- **任务**:
下面的条目里，哪些行含有字符串“wall”？把这些行全部摘录出来。

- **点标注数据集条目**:
┄┄┄┄┄┄┄┄┄┄┄┄┄┄┄┄┄┄┄┄
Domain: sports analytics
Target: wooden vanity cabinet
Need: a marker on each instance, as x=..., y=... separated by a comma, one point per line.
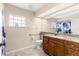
x=54, y=46
x=59, y=47
x=45, y=44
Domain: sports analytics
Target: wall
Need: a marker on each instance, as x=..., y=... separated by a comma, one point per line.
x=17, y=37
x=74, y=18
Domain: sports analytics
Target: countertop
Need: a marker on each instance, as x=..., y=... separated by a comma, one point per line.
x=69, y=37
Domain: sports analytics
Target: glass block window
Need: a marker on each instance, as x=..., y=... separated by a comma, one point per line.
x=17, y=21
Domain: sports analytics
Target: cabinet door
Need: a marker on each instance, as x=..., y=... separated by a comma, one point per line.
x=45, y=44
x=59, y=50
x=51, y=49
x=71, y=52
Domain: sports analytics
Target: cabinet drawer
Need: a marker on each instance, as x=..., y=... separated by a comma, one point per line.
x=71, y=52
x=57, y=41
x=72, y=45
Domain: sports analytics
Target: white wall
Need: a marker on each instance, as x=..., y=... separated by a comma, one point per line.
x=17, y=38
x=1, y=8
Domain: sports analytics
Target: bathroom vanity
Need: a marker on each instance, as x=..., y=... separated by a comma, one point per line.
x=60, y=46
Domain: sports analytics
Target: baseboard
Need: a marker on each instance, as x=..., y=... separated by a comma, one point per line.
x=20, y=49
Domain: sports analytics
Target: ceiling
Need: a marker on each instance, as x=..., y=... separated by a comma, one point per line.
x=29, y=6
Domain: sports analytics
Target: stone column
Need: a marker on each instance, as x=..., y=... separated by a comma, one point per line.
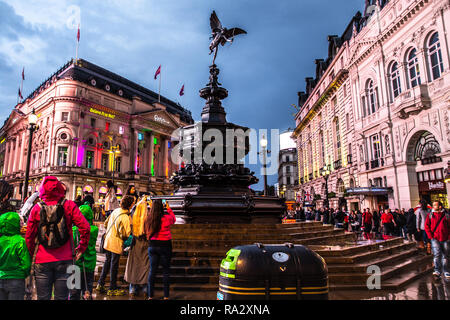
x=22, y=158
x=423, y=66
x=134, y=149
x=150, y=153
x=11, y=158
x=165, y=150
x=6, y=159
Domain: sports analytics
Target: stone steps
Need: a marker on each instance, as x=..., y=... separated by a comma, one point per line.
x=360, y=258
x=255, y=237
x=388, y=272
x=199, y=249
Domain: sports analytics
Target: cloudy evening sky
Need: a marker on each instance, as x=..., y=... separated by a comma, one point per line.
x=263, y=70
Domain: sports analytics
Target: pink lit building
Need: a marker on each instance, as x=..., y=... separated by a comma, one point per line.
x=386, y=137
x=94, y=126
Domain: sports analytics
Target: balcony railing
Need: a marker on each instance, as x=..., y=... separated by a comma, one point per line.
x=431, y=160
x=412, y=101
x=375, y=163
x=337, y=164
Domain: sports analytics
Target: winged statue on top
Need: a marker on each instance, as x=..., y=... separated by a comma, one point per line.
x=220, y=34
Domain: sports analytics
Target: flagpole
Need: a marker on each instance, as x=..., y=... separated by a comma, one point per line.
x=21, y=82
x=78, y=43
x=159, y=90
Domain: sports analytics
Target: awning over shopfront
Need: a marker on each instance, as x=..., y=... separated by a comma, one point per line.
x=370, y=191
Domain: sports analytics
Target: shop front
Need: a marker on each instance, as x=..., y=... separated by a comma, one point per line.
x=434, y=190
x=375, y=198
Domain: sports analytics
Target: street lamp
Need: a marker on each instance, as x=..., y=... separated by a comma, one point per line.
x=325, y=172
x=32, y=121
x=114, y=150
x=263, y=143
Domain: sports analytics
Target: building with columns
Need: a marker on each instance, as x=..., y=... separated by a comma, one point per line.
x=287, y=167
x=396, y=62
x=93, y=126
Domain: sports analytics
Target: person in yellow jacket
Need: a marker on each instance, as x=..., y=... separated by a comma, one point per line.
x=138, y=265
x=118, y=229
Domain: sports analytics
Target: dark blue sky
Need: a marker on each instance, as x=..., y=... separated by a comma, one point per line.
x=263, y=70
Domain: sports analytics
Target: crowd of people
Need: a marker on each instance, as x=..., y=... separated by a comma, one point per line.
x=42, y=243
x=428, y=225
x=50, y=235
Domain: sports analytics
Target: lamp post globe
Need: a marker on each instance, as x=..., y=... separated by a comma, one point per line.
x=263, y=143
x=32, y=121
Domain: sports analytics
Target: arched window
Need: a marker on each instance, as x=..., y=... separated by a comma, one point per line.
x=370, y=100
x=395, y=80
x=413, y=71
x=352, y=183
x=340, y=186
x=427, y=148
x=435, y=57
x=337, y=135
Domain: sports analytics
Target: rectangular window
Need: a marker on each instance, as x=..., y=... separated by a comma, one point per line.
x=62, y=156
x=322, y=142
x=363, y=107
x=376, y=149
x=105, y=162
x=90, y=159
x=40, y=164
x=420, y=176
x=338, y=139
x=119, y=164
x=439, y=174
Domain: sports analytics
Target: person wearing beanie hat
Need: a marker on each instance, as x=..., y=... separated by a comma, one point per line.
x=15, y=261
x=88, y=259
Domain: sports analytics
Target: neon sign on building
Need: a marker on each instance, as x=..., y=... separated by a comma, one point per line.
x=102, y=113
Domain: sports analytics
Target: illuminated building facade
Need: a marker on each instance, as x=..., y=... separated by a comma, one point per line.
x=94, y=126
x=287, y=167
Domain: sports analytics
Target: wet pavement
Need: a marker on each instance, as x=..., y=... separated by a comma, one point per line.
x=425, y=288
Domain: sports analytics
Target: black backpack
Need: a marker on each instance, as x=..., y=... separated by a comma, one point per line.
x=52, y=231
x=400, y=220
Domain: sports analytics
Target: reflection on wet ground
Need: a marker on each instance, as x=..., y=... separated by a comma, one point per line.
x=343, y=246
x=425, y=288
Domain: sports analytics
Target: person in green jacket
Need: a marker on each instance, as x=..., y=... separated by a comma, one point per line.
x=15, y=260
x=88, y=259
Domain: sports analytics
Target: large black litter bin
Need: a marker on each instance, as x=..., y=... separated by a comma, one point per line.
x=273, y=272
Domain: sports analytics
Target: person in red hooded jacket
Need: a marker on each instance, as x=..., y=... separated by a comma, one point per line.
x=437, y=227
x=51, y=265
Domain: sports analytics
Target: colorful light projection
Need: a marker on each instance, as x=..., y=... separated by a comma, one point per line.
x=80, y=153
x=155, y=152
x=88, y=189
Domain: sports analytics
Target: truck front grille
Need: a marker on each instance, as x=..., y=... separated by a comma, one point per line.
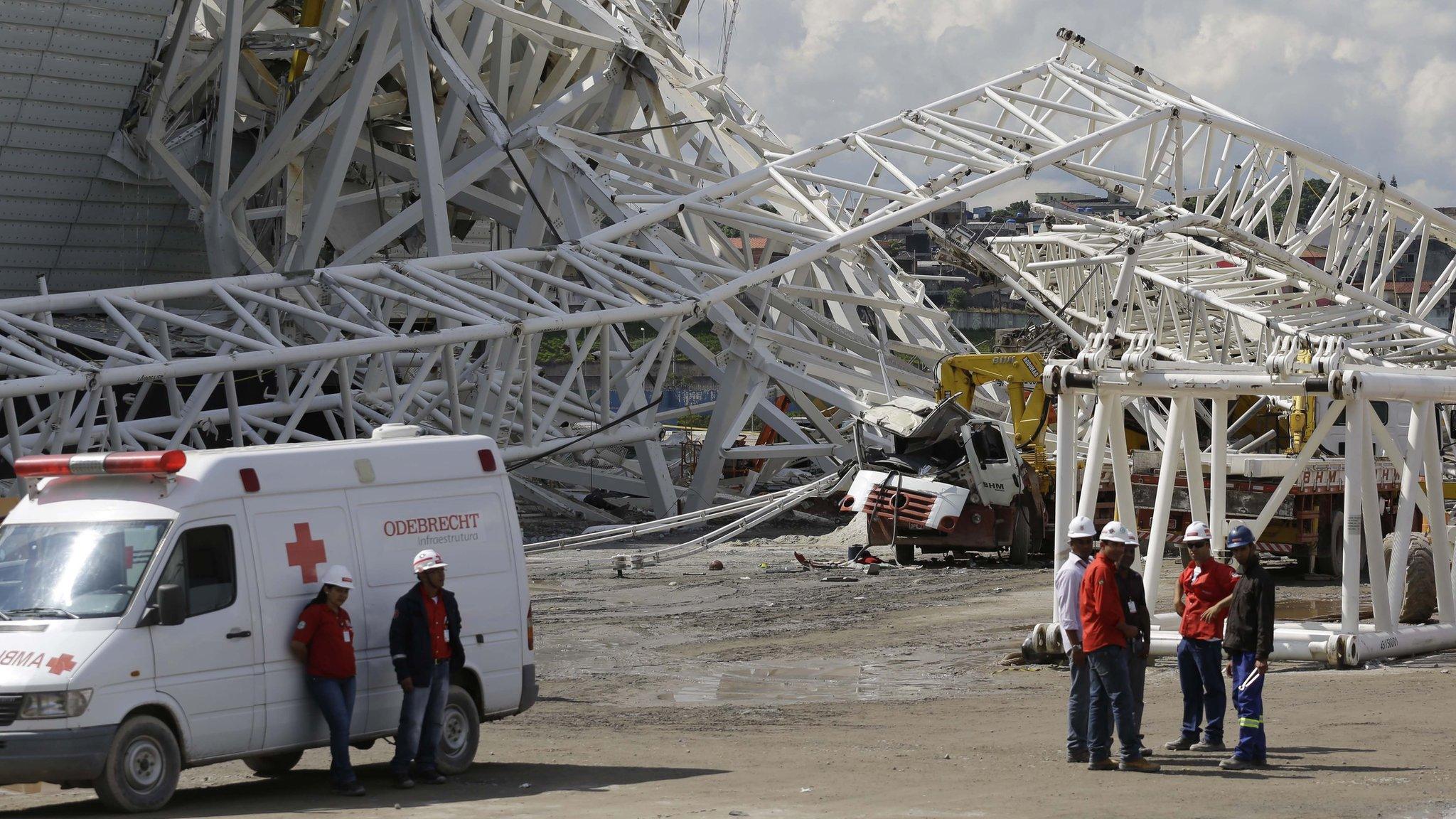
x=914, y=508
x=9, y=709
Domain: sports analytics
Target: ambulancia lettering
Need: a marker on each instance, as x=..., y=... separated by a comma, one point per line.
x=22, y=659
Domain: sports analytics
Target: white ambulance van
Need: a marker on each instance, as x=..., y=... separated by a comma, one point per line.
x=147, y=602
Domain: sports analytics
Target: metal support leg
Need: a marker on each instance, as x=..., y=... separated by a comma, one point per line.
x=1406, y=510
x=1167, y=480
x=1375, y=550
x=1436, y=491
x=1219, y=474
x=1066, y=477
x=1356, y=439
x=1097, y=446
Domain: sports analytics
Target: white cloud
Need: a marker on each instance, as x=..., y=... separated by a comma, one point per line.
x=1366, y=82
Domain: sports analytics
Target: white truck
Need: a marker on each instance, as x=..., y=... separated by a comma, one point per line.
x=147, y=602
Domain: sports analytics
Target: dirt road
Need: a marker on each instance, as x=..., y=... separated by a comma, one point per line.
x=743, y=692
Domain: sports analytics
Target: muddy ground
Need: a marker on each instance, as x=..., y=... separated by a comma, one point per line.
x=679, y=691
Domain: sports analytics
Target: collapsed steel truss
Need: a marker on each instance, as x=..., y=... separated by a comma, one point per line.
x=629, y=183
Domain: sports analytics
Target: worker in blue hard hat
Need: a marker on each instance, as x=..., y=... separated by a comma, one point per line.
x=1248, y=641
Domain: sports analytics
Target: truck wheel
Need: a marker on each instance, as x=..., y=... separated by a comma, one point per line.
x=459, y=734
x=904, y=554
x=274, y=764
x=1331, y=559
x=1019, y=538
x=141, y=769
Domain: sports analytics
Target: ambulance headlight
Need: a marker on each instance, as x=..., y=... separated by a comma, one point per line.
x=53, y=705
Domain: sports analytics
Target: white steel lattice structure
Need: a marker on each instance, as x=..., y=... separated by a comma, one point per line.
x=407, y=143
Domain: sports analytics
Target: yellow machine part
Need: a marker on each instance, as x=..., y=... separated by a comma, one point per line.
x=1021, y=373
x=311, y=16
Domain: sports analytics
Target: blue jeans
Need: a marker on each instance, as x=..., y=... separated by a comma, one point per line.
x=336, y=698
x=1078, y=700
x=1250, y=705
x=1111, y=687
x=419, y=717
x=1200, y=672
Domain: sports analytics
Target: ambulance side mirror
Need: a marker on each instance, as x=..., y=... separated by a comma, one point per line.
x=171, y=605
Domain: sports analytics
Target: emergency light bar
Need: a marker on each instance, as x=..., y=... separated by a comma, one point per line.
x=101, y=464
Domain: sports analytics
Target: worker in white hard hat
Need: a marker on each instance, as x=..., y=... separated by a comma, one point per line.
x=323, y=641
x=424, y=643
x=1204, y=591
x=1135, y=605
x=1106, y=636
x=1082, y=541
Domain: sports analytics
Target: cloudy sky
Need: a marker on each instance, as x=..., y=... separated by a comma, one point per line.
x=1374, y=82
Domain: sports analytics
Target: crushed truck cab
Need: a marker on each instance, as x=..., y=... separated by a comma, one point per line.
x=149, y=601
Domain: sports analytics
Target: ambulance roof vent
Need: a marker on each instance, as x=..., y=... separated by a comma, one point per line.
x=397, y=432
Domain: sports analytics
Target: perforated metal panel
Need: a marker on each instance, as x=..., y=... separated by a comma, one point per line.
x=69, y=72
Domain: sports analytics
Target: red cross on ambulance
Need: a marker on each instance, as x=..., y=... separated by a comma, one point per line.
x=62, y=663
x=306, y=552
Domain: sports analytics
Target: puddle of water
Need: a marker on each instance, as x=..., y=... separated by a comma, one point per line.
x=1312, y=611
x=803, y=682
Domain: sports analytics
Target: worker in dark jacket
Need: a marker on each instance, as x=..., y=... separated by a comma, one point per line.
x=1248, y=640
x=424, y=643
x=1130, y=588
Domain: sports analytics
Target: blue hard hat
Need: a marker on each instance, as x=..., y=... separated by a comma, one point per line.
x=1241, y=537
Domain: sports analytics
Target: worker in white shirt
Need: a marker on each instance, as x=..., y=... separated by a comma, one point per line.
x=1082, y=540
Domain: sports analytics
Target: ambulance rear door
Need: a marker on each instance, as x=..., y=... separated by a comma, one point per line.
x=466, y=522
x=296, y=540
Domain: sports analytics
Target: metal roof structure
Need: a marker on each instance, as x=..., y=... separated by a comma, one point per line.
x=76, y=200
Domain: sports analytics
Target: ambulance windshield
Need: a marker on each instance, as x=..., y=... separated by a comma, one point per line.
x=73, y=570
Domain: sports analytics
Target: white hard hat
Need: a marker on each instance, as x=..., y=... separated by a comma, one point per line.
x=1082, y=527
x=427, y=560
x=1197, y=532
x=1129, y=537
x=338, y=576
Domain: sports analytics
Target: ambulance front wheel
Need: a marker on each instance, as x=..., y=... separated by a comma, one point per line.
x=141, y=769
x=459, y=734
x=274, y=764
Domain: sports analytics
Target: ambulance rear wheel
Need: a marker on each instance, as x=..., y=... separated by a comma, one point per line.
x=1331, y=557
x=141, y=769
x=274, y=764
x=459, y=734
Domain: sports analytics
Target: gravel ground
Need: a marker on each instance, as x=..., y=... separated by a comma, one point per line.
x=762, y=691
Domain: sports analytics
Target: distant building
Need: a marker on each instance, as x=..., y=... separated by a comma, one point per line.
x=1101, y=206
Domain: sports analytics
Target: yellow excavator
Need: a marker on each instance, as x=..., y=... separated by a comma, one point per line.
x=1029, y=407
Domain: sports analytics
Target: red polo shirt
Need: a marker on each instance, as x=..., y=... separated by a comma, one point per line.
x=439, y=626
x=1215, y=582
x=329, y=638
x=1101, y=606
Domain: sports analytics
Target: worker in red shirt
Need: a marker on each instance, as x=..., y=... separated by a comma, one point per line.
x=424, y=643
x=1106, y=634
x=323, y=641
x=1204, y=591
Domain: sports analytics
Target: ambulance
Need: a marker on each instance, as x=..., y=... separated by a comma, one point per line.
x=147, y=601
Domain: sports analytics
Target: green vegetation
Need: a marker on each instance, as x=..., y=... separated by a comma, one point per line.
x=1012, y=210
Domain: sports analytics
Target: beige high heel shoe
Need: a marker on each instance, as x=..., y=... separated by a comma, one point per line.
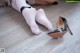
x=62, y=28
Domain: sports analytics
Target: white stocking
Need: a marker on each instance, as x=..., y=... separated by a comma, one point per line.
x=42, y=19
x=28, y=13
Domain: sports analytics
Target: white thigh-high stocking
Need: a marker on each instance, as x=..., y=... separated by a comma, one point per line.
x=42, y=19
x=29, y=15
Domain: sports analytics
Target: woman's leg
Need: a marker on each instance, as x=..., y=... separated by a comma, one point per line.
x=42, y=19
x=28, y=13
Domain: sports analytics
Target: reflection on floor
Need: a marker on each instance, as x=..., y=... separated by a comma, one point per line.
x=16, y=36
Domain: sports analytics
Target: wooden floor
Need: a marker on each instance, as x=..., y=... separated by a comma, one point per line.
x=16, y=36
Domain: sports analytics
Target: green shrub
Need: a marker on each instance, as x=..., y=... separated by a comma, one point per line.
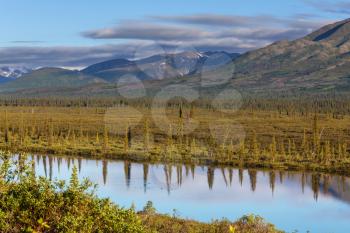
x=31, y=204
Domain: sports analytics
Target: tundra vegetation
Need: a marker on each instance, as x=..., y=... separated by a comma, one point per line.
x=281, y=133
x=35, y=204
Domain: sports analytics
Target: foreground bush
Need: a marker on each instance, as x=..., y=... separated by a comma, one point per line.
x=36, y=205
x=30, y=204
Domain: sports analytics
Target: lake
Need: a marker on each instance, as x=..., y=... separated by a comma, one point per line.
x=290, y=200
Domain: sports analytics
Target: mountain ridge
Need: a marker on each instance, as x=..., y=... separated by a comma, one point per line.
x=318, y=62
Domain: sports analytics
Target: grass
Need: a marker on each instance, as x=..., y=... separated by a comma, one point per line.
x=246, y=138
x=37, y=205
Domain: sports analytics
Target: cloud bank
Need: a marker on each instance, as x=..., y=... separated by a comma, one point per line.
x=204, y=32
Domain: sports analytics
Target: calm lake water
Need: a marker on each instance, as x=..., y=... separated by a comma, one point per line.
x=292, y=201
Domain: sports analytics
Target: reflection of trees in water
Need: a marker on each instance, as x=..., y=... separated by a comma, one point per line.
x=79, y=164
x=336, y=186
x=179, y=174
x=210, y=175
x=127, y=172
x=272, y=180
x=50, y=167
x=252, y=176
x=44, y=164
x=303, y=181
x=224, y=176
x=104, y=171
x=240, y=174
x=315, y=185
x=145, y=176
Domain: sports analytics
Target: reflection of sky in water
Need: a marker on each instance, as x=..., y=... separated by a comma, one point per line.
x=287, y=207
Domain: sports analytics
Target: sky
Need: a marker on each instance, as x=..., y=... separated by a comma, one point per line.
x=75, y=34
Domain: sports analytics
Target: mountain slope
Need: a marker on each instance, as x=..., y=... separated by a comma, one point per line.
x=47, y=78
x=154, y=67
x=319, y=61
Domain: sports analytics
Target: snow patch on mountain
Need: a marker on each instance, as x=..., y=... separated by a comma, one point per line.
x=13, y=72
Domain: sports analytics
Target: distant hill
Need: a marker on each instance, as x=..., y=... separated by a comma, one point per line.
x=319, y=62
x=155, y=67
x=48, y=78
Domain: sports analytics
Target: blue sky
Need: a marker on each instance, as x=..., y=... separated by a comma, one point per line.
x=77, y=33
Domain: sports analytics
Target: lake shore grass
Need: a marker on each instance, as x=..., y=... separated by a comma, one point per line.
x=37, y=204
x=263, y=140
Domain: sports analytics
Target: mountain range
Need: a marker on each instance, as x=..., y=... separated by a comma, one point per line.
x=318, y=62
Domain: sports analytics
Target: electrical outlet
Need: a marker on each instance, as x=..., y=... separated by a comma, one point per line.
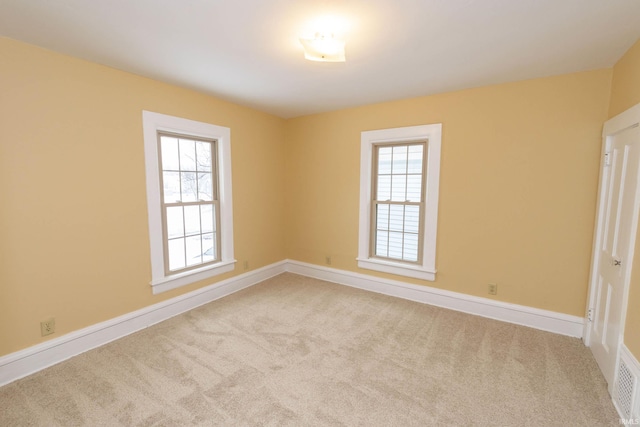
x=47, y=327
x=493, y=289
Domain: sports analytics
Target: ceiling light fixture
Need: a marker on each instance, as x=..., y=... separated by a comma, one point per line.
x=323, y=47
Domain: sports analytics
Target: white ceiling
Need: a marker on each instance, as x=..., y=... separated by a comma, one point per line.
x=247, y=51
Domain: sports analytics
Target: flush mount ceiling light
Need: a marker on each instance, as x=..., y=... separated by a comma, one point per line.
x=323, y=47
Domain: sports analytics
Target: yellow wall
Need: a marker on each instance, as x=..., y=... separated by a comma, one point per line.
x=73, y=217
x=625, y=86
x=518, y=184
x=518, y=187
x=625, y=93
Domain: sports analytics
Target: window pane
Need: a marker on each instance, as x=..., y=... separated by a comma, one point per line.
x=382, y=244
x=411, y=247
x=176, y=254
x=384, y=187
x=396, y=218
x=194, y=250
x=204, y=186
x=415, y=159
x=207, y=218
x=414, y=188
x=203, y=153
x=208, y=247
x=192, y=220
x=412, y=219
x=187, y=155
x=169, y=148
x=384, y=160
x=171, y=182
x=382, y=217
x=189, y=187
x=399, y=188
x=400, y=159
x=175, y=224
x=395, y=245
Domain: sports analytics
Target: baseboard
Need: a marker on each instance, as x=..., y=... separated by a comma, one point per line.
┄┄┄┄┄┄┄┄┄┄┄┄┄┄┄┄┄┄┄┄
- **练习结果**:
Target: wall
Target: white wall
Target: yellow wall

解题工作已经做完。